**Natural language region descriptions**
☆ ☆ ☆ ☆ ☆ ☆ ☆

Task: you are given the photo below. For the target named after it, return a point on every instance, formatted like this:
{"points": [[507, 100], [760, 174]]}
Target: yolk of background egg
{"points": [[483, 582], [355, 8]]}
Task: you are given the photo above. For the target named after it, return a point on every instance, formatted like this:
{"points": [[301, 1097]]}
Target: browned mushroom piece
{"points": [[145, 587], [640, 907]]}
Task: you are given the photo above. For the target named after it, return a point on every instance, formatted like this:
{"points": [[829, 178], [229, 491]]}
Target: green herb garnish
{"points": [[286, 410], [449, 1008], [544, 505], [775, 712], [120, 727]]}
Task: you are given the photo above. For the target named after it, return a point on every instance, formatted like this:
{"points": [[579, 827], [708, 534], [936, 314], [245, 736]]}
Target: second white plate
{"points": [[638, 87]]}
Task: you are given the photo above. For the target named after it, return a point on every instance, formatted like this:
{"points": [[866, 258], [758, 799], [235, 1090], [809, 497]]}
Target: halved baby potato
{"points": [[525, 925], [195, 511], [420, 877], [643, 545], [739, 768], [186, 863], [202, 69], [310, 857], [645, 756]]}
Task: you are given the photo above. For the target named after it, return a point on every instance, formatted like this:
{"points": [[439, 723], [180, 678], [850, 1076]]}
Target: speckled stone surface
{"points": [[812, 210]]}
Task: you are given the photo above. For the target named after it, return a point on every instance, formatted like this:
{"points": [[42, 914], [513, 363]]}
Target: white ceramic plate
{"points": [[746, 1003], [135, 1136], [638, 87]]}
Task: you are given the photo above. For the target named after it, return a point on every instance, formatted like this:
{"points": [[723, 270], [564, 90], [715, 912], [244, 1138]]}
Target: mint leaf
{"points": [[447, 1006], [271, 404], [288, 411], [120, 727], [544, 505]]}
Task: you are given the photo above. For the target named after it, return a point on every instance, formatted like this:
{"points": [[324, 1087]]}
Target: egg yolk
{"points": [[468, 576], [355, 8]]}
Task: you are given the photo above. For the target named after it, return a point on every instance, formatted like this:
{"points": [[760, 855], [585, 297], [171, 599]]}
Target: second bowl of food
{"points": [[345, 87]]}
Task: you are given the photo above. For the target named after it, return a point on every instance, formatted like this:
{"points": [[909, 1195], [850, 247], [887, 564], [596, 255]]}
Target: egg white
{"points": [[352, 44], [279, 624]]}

☆ ☆ ☆ ☆ ☆ ☆ ☆

**ACTIVITY**
Could you retype every record above exactly as given?

**RESPONSE BOX**
Task: you are given the photo below. For the target named after it, return a point on every instance, formatted like this:
{"points": [[507, 100], [760, 174]]}
Target: yolk of background egg
{"points": [[483, 582], [355, 8]]}
Task: you are given the photo above. For the target named after it, return a point on every instance, formatted like this:
{"points": [[301, 1097]]}
Target: browned mushroom piece
{"points": [[145, 587], [640, 907]]}
Task: you are given the photo above. For the target named after it, return a point on every instance, formatted like this:
{"points": [[829, 178], [229, 491]]}
Target: green herb garnish
{"points": [[286, 410], [449, 1008], [544, 505], [775, 712], [120, 727]]}
Task: you are given the photo above. For the target named after it, return a point on every instance, formatted like this:
{"points": [[579, 827], [708, 534], [936, 314], [245, 736]]}
Target: second white plate
{"points": [[638, 87]]}
Task: you are given the photo above. For the target named after it, return a point on every instance, formatted like this:
{"points": [[866, 258], [758, 799], [235, 1090], [809, 497]]}
Target: halved baby potato
{"points": [[525, 925], [195, 511], [420, 877], [643, 545], [739, 768], [186, 863], [202, 69], [310, 857], [645, 756]]}
Task: you are given the photo above. For the target named after it, return a point on every instance, formatted like this:
{"points": [[439, 723], [180, 678], [850, 1076]]}
Target: speckled stone surface
{"points": [[812, 210]]}
Task: you are given the photo above. For the target named after it, return a point on every instance, formatted like this:
{"points": [[42, 914], [513, 363]]}
Target: white ceramic plate
{"points": [[746, 1003], [135, 1136], [638, 87]]}
Task: you are given the photo above. For the target named after it, return a point on every instance, formatted like this:
{"points": [[723, 270], [564, 90], [715, 912], [244, 1138]]}
Target: mint leaf
{"points": [[447, 1006], [271, 404], [288, 411], [120, 727], [544, 505]]}
Task: you are given the photo above. For the target named after it, return a point on every instance, formatted like this:
{"points": [[324, 1087]]}
Target: egg yolk
{"points": [[468, 576], [355, 8]]}
Task: you are given the photo above. For the target named after it, return a point on every instance, formatted like this:
{"points": [[760, 855], [585, 297], [171, 599]]}
Target: second bowl of food
{"points": [[345, 87]]}
Task: you are given the photo above. For the target named after it, return a point on every instance, formatted like this:
{"points": [[909, 1195], [850, 247], [887, 564], [596, 255]]}
Target: egg white
{"points": [[352, 44], [279, 624]]}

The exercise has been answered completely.